* Start Supplied data *
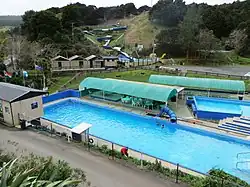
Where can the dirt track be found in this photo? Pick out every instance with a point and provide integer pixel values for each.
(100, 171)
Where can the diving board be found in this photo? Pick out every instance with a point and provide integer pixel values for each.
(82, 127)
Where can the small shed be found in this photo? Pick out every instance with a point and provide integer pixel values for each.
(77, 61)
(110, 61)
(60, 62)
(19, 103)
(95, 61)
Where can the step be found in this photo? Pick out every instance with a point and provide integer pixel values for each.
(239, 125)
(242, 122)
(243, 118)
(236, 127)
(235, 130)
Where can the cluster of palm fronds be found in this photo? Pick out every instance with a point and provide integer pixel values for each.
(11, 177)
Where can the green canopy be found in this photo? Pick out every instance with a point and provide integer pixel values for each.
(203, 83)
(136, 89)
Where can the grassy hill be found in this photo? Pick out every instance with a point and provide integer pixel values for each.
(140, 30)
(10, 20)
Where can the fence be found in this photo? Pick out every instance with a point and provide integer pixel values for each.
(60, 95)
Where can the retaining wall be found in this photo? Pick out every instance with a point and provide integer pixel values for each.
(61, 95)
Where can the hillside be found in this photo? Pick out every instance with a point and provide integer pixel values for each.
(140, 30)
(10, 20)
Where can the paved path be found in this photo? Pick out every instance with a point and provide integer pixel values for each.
* End Supplied data *
* Start Supplied data *
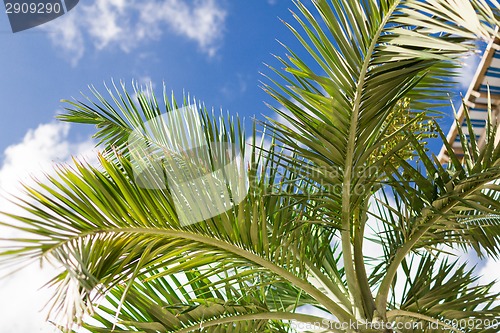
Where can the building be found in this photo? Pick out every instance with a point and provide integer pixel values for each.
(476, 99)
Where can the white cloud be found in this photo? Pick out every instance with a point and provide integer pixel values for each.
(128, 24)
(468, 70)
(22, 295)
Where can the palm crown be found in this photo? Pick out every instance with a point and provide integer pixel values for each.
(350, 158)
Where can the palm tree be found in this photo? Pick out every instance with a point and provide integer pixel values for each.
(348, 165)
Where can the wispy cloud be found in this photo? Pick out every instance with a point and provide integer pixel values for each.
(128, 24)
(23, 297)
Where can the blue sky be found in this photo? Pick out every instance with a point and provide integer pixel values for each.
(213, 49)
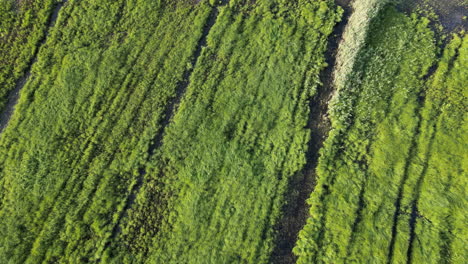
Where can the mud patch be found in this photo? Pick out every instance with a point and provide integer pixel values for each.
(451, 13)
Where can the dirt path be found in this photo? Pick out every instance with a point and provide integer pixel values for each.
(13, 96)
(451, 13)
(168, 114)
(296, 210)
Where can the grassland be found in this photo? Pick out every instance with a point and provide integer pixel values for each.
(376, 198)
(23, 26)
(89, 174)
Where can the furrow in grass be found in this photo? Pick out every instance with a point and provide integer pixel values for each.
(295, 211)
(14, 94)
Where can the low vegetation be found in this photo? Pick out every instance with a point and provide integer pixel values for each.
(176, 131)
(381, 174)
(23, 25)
* End Supplied data *
Exercise prompt
Tally the rows above in which the word "dirt" appears, and reply with that number alone.

Correct response
2